Items from a pointing dataset

☆ ☆ ☆

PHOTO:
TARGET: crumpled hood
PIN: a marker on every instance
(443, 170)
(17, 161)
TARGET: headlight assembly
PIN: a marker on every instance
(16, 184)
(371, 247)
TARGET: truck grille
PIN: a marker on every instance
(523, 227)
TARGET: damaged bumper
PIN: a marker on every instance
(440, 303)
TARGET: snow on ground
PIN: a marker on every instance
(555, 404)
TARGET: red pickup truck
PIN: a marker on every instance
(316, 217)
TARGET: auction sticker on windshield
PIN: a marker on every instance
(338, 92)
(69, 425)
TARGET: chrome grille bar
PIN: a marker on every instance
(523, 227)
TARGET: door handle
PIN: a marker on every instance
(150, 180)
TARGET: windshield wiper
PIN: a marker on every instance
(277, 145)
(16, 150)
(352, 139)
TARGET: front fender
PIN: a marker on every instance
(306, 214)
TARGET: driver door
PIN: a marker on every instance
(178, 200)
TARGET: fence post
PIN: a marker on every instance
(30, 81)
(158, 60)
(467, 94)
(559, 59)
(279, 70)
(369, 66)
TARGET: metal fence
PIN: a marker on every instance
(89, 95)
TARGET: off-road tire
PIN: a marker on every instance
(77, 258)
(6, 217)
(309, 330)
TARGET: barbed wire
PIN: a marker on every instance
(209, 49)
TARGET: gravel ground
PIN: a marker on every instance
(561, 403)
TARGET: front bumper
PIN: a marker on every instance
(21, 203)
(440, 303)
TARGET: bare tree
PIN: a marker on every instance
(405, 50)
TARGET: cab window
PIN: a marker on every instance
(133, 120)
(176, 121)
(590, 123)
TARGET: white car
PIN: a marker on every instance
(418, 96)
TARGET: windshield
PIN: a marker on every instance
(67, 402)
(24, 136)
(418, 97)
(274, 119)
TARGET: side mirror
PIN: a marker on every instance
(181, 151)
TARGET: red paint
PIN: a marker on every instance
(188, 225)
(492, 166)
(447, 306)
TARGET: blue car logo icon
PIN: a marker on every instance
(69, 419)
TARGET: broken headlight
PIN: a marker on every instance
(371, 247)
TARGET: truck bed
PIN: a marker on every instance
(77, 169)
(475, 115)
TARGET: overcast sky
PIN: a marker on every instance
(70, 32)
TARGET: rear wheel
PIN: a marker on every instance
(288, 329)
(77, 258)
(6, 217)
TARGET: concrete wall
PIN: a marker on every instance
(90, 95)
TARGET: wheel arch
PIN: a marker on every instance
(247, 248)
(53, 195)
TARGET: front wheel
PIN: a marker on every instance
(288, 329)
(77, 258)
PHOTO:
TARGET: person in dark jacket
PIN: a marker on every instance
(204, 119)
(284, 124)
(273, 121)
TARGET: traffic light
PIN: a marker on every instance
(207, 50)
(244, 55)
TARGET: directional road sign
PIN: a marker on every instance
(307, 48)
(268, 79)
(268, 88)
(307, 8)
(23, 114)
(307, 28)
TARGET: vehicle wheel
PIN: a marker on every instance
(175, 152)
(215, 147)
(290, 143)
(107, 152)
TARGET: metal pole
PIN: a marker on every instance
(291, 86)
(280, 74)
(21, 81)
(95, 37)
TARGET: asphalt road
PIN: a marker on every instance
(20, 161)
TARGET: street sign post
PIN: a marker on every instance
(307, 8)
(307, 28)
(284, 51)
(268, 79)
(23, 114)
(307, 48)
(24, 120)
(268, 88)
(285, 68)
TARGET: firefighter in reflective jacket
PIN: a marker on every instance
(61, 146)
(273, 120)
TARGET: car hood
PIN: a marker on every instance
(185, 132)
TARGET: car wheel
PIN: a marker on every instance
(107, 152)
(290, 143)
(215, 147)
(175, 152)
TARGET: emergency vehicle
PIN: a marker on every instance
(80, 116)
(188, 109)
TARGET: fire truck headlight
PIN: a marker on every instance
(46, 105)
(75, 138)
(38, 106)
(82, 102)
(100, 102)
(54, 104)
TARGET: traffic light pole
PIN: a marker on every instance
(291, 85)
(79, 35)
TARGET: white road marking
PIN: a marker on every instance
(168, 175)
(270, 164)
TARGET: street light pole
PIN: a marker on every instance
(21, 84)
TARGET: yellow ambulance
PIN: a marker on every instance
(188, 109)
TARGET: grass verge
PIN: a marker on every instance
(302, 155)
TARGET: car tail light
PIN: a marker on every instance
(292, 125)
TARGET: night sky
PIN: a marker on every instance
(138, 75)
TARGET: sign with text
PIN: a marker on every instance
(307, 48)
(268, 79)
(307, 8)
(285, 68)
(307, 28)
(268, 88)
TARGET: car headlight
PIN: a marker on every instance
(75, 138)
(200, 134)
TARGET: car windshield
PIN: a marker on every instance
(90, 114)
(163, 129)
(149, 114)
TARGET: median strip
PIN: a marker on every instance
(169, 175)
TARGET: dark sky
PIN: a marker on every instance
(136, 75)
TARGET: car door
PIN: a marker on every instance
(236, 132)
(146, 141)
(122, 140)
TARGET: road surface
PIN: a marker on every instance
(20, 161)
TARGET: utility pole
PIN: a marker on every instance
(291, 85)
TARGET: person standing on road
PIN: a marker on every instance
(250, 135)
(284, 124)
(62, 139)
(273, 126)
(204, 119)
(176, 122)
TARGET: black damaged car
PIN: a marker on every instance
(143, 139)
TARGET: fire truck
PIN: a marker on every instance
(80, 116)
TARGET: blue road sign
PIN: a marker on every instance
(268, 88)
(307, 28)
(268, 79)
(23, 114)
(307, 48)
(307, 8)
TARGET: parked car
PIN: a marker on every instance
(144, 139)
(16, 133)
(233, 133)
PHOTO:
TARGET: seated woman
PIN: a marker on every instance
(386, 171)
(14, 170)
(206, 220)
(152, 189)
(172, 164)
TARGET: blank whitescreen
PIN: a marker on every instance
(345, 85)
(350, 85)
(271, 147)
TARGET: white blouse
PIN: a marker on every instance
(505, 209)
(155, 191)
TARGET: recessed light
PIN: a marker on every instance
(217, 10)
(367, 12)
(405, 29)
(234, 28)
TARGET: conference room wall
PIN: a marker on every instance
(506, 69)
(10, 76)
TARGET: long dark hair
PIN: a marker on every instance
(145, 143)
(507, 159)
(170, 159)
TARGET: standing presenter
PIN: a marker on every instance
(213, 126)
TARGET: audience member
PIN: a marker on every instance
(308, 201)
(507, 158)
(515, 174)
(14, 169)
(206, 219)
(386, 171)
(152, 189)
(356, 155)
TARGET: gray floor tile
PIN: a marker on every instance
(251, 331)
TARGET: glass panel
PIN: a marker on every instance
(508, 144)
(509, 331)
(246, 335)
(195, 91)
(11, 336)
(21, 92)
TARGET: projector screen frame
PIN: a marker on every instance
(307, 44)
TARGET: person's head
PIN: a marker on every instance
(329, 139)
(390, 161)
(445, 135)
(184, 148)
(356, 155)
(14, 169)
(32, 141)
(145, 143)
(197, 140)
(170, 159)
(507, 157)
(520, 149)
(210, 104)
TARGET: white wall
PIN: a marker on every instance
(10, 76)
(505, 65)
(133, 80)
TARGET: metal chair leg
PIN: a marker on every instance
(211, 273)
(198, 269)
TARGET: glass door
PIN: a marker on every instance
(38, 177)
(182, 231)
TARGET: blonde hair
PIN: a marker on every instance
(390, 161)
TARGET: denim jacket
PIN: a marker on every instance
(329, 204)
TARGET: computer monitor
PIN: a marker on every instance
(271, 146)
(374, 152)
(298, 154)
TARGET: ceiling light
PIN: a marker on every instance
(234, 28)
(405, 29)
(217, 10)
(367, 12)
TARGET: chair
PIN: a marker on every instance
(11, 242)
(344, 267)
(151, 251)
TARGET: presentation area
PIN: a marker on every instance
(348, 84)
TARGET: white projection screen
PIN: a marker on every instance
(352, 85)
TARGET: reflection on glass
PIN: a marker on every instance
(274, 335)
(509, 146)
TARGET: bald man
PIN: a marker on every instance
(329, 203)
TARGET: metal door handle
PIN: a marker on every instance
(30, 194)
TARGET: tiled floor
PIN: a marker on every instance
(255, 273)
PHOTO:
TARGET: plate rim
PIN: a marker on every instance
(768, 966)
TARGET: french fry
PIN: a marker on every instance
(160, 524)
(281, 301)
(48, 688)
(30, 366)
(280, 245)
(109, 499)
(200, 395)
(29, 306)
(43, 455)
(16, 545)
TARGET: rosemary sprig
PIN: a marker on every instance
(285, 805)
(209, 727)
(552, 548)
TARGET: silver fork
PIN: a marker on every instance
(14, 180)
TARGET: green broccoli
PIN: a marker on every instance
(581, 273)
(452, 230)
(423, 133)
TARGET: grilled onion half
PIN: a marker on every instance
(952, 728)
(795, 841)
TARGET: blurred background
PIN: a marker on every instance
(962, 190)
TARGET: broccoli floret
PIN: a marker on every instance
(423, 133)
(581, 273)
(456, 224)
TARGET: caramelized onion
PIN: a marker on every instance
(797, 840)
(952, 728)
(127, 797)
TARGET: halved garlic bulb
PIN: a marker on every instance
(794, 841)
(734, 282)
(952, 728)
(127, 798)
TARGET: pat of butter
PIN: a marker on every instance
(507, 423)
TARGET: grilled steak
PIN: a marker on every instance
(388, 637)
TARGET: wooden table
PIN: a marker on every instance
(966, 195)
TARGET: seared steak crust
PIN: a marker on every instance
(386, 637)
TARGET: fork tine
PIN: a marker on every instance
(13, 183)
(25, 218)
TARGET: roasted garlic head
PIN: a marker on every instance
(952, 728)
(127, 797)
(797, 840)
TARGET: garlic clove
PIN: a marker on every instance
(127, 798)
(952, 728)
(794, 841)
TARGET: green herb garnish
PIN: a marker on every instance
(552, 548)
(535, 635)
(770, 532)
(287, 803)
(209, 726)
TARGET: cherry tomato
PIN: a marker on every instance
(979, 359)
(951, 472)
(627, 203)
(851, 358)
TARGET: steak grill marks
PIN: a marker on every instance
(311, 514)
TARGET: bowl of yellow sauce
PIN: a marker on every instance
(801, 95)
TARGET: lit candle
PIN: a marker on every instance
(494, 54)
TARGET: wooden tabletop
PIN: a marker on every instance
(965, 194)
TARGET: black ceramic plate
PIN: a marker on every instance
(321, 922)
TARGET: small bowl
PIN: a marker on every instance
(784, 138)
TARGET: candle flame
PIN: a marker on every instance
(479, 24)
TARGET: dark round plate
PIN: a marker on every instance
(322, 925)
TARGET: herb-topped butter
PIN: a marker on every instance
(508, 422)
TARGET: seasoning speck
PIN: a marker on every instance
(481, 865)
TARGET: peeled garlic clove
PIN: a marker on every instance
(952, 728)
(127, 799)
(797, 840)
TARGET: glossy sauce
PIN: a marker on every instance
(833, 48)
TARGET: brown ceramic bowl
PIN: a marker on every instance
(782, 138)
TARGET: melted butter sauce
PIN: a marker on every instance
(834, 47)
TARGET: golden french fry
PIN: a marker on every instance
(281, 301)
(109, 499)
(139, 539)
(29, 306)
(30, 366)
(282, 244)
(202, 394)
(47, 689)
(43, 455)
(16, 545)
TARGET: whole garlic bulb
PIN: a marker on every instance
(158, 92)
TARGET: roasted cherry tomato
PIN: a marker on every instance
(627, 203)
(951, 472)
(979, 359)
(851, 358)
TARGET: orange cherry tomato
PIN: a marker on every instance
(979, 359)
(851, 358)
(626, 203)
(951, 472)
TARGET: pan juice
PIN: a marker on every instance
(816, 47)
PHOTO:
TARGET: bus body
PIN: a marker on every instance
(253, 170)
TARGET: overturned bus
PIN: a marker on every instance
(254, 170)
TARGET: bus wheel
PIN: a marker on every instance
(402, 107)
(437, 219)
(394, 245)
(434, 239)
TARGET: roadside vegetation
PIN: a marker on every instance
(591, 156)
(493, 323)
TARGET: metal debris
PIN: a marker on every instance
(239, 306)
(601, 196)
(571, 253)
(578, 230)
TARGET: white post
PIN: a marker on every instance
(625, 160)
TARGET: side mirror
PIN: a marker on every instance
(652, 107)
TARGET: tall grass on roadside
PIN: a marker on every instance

☆ ☆ ☆

Can you copy out, word for word, the items starting at the line containing "TARGET: melted butter sauce" and ending at the final line of the items, with both of those lines included?

§ Solution to the problem
TARGET: melted butter sauce
PIN: a marker on every instance
(834, 47)
TARGET: golden french fry
PIN: a marker on every instance
(281, 301)
(109, 499)
(139, 539)
(29, 306)
(30, 366)
(282, 244)
(202, 394)
(47, 689)
(43, 455)
(16, 545)
TARGET: whole garlic bulb
PIN: a marker on every instance
(158, 92)
TARGET: roasted cherry tomato
PIN: a marker on every instance
(627, 203)
(951, 472)
(979, 359)
(851, 358)
TARGET: orange cherry tomato
PIN: a marker on every instance
(979, 359)
(851, 358)
(626, 203)
(951, 472)
TARGET: pan juice
PIN: a marker on every instance
(816, 47)
PHOTO:
TARGET: bus body
PIN: a marker on every instance
(253, 170)
TARGET: overturned bus
PIN: a marker on every instance
(254, 170)
TARGET: bus wheel
PIN: a marker on every instance
(402, 107)
(437, 219)
(394, 245)
(434, 239)
TARGET: roadside vegetation
PIN: a marker on every instance
(591, 156)
(493, 323)
TARGET: metal debris
PIN: a marker on every instance
(239, 306)
(601, 196)
(571, 253)
(578, 230)
TARGET: white post
PIN: a marker on every instance
(625, 160)
TARGET: side mirror
PIN: a marker on every instance
(652, 107)
TARGET: tall grass on roadside
PIN: a marker on every instance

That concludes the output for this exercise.